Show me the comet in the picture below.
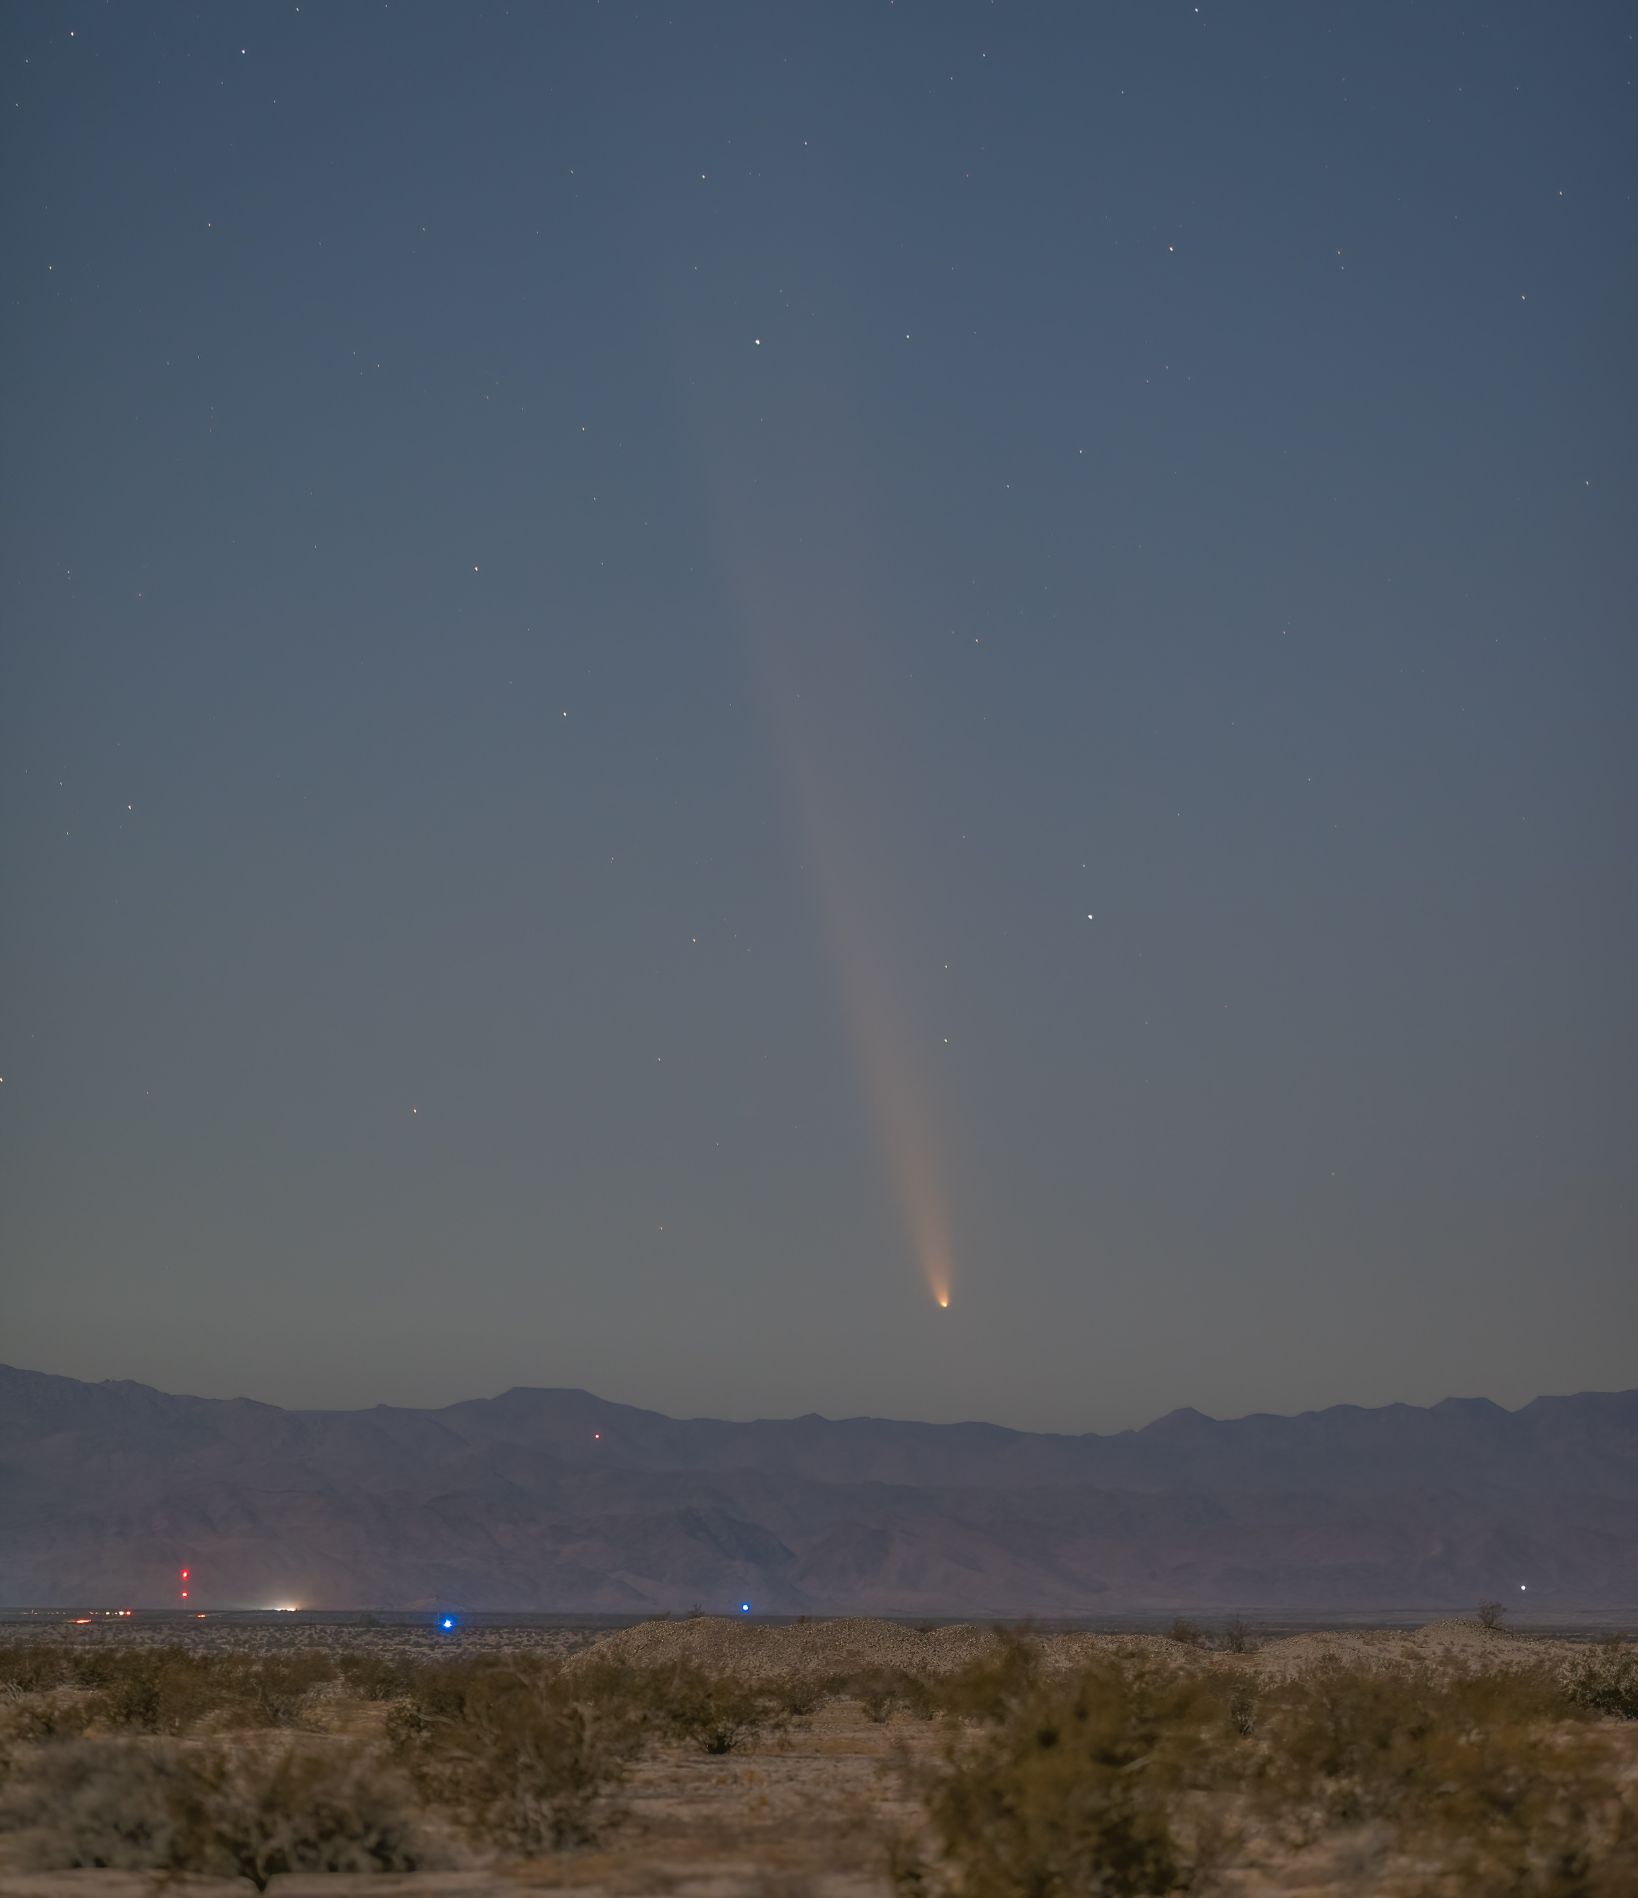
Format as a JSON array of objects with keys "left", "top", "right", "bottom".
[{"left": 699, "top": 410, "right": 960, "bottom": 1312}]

---

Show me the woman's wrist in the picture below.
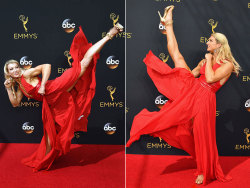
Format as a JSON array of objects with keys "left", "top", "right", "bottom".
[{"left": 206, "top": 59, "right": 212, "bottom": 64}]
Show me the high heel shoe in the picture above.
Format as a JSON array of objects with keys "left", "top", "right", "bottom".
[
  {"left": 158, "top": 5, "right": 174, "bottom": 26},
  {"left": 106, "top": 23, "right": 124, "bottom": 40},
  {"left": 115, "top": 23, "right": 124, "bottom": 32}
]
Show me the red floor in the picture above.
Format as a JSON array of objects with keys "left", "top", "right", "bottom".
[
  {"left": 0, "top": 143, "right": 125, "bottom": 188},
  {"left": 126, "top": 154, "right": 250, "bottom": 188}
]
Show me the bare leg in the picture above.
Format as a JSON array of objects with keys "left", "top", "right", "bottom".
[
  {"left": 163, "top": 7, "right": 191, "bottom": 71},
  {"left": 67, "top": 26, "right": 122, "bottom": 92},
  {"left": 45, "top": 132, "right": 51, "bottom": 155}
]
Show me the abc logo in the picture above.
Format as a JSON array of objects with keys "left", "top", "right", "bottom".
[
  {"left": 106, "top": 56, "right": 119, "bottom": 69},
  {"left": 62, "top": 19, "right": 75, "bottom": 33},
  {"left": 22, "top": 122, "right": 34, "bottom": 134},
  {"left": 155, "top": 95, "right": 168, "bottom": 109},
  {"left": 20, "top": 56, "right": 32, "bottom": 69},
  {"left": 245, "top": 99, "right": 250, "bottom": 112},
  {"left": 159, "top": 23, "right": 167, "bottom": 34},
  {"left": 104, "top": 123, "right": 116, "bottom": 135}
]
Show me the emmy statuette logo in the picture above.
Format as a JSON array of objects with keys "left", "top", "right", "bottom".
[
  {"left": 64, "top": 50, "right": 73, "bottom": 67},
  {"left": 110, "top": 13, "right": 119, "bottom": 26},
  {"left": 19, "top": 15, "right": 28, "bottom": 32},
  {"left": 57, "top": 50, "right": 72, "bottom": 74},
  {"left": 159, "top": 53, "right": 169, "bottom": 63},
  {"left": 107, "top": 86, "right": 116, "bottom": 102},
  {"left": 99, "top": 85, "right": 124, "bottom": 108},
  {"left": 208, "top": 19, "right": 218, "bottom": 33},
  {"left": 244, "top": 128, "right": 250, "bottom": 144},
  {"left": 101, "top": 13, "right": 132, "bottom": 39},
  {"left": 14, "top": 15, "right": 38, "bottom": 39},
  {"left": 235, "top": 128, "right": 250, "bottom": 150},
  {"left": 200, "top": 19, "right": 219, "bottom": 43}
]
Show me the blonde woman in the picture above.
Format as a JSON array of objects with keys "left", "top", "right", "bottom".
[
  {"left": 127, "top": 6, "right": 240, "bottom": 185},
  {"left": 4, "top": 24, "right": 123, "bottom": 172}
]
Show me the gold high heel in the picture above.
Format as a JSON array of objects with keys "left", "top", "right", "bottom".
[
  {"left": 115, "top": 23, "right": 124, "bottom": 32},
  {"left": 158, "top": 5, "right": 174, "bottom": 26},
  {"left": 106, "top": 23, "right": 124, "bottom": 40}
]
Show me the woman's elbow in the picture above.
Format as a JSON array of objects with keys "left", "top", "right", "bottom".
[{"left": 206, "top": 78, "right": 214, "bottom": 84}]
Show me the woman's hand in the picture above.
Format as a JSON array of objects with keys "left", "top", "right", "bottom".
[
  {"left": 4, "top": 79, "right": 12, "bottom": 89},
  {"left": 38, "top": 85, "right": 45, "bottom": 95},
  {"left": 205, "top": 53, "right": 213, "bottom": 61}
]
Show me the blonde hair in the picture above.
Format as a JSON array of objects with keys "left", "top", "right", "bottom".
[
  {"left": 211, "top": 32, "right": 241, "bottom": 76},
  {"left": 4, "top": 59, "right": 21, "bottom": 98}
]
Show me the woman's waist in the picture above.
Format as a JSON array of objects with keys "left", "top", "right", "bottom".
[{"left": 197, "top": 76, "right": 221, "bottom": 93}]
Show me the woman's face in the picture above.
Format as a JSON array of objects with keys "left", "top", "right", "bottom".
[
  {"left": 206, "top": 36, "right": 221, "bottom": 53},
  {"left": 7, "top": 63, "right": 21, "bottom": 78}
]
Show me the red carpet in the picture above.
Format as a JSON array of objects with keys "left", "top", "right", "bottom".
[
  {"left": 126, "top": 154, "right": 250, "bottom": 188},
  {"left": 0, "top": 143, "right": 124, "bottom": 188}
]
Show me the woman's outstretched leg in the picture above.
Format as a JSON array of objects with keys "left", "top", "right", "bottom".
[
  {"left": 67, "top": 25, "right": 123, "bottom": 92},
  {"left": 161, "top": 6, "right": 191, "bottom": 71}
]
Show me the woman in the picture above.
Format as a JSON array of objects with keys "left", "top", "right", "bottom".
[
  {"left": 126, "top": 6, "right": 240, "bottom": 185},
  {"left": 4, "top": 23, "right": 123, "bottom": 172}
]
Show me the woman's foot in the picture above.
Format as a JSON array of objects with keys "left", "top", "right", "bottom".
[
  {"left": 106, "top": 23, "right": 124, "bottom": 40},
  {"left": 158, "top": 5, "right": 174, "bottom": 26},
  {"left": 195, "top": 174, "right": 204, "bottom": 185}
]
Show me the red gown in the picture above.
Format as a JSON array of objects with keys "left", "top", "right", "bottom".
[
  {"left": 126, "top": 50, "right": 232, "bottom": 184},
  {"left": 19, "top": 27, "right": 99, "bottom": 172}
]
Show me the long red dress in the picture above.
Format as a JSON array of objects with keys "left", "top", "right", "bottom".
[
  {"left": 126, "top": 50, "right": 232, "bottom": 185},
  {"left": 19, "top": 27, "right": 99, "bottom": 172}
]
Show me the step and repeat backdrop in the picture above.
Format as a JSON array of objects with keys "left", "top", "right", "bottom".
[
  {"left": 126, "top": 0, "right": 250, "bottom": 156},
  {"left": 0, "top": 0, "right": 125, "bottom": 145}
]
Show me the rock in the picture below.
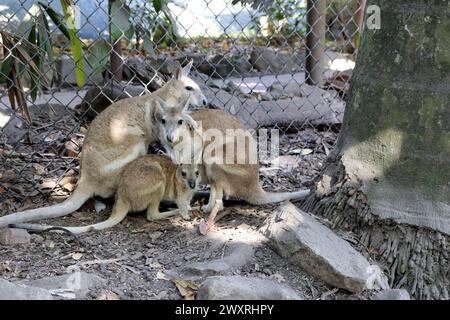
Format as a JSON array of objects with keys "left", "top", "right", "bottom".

# WHAT YOU ARE ASKED TO DO:
In the records above, each line with the string "below" should be copied.

# SOLUTION FOR THIS TASK:
Show me the comet in the picture below.
Show me the woman's wrist in the picture below.
Show me the rock in the picture below.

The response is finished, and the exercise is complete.